**Извлечённый текст**
● ● ● ● ●

Анну Андреевну усадили во главе стола, и начался обед, роскошный, с деликатесами и сюрпризами, очевидно, тщательно продуманный во всех деталях. Одна только сервировка чего стоила! Для закусок – тарелки из киевского стариннейшего фаянса, суп разливали не то в “старый севр”, не то в “старый сакс”. В этом своем странноватом халате Анна Андреевна, по-видимому, чувствовала себя среди нас, парадно-визитных, как в самом элегантном туалете. Больше того, что-то царственное, как бы поверх нас существующее и в то же время лишенное малейшего высокомерия сквозило в каждом ее жесте, в каждом повороте головы… Мы все смотрели на нее в ожидании и надежде, не решаясь ее просить читать, но она тут же сказала сама, как-то полувопросом: “Ну что же, теперь я почитаю?”
Она не отодвинулась от обеденного стола, не изменила позы, словом, ничем не обозначила начала. Я только увидел, как кровь прилила у нее к щекам с первой же строчкой: “Я пью за разоренный дом…” Это был “Последний тост”, тогда еще нигде не напечатанный. Потом, почти без паузы, она прочитала “От тебя я сердце скрыла, словно бросила в Неву…”. И еще одно стихотворение 20-х годов, тогда же затерявшееся, как она сказала, в каком-то журнале, – “Многим”…
Больше она ничего не захотела читать…»
Описанный В.Я. Виленкиным обед состоялся в июле 1938 года. В это время сын Анны Андреевны, арестованный еще в марте, находился под следствием, и она часами простаивала в тюремных очередях…
В очереди у «Крестов»
…В очереди у «Крест<ов>»
Молочница поставила бидон на снег и громко сказала: «Ну! У нас сегодня ночью последнего мужика взяли».
Я стояла в очереди на прокурорской лестнице. С моего места было видно, как мимо длинного зеркала (на верхней площадке) шла очередь женщин. Я видела только чистые профили – ни одна из них не взглянула на себя в зеркало…
Адмирал Чичагов сказал на свиданье с женой: «Ils m’ont battus [Они меня били]».
Во время террора, когда кто-нибудь умирал, дома его считали счастливцем, а об умерших раньше матери, вдовы и дети говорили: «Слава Богу, что его нет».
Посадить кого-нибудь было легче легкого, но это не значило, что вы сами не сядете через 6 недель.
Лидия Чуковская «Записки об Анне Ахматовой»
«Вечером телефонный звонок: Анна Андреевна просит прийти. Но я не могла – у Люшеньки [дочери Лидии Корнеевны] грипп, надо быть дома.
Она пришла сама.

● ● ● ● ●

**Исходные строки**
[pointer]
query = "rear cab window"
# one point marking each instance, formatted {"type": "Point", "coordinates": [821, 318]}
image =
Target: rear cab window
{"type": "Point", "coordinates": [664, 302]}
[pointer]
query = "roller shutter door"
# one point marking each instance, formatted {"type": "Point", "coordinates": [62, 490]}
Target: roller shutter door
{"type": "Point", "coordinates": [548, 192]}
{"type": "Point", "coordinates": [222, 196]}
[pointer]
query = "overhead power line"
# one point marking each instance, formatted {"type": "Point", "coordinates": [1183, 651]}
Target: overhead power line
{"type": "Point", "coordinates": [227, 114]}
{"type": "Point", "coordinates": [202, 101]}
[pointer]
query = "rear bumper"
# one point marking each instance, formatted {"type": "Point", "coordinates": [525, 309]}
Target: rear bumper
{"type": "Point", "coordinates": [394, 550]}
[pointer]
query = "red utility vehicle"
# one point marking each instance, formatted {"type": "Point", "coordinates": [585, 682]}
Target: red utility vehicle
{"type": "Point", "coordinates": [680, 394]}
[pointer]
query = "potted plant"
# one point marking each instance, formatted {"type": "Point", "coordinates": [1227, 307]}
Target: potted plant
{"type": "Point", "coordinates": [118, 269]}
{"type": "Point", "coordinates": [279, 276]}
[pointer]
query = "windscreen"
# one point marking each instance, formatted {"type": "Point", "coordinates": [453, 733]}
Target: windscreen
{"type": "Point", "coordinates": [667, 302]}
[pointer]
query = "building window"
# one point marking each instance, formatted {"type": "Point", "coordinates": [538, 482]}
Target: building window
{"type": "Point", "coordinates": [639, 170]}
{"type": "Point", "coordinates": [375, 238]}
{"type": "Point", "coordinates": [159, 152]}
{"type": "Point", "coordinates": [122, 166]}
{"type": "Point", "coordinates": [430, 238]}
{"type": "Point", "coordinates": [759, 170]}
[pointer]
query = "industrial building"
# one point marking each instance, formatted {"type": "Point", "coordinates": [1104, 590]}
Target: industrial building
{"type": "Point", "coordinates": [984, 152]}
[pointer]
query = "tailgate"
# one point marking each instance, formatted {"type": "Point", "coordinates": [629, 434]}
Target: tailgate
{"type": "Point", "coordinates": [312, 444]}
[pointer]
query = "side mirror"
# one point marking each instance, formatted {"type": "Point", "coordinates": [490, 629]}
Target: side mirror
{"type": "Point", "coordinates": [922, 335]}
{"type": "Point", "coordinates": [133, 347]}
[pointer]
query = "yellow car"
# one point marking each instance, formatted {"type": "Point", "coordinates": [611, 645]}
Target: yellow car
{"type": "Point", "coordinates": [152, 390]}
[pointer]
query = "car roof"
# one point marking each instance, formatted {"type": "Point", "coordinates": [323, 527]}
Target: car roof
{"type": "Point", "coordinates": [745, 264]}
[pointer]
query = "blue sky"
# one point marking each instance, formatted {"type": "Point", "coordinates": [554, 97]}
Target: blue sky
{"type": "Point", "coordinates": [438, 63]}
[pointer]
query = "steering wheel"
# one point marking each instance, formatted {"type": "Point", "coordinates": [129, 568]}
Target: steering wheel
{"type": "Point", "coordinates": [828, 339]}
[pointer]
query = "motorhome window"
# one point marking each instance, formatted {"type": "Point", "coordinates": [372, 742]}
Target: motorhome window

● ● ● ● ●

**Поставленные задачи**
**1)** Переведите на английский язык предложение из текста об Анне Ахматовой: «Я стояла в очереди на прокурорской лестнице.»
**2)** Извлеките дословно фрагмент текста об Анне Ахматовой, начиная со слов «Описанный В.Я. Виленкиным» и продолжая вплоть до слов «через 6 недель.» включительно.
Строки здесь никакой роли не играют.

**Ответы**
**1)** I stood in line on the prosecutor's office staircase.

**2)**
Описанный В.Я. Виленкиным обед состоялся в июле 1938 года. В это время сын Анны Андреевны, арестованный еще в марте, находился под следствием, и она часами простаивала в тюремных очередях…
В очереди у «Крестов»
…В очереди у «Крест<ов>»
Молочница поставила бидон на снег и громко сказала: «Ну! У нас сегодня ночью последнего мужика взяли».
Я стояла в очереди на прокурорской лестнице. С моего места было видно, как мимо длинного зеркала (на верхней площадке) шла очередь женщин. Я видела только чистые профили – ни одна из них не взглянула на себя в зеркало…
Адмирал Чичагов сказал на свиданье с женой: «Ils m’ont battus [Они меня били]».
Во время террора, когда кто-нибудь умирал, дома его считали счастливцем, а об умерших раньше матери, вдовы и дети говорили: «Слава Богу, что его нет».
Посадить кого-нибудь было легче легкого, но это не значило, что вы сами не сядете через 6 недель.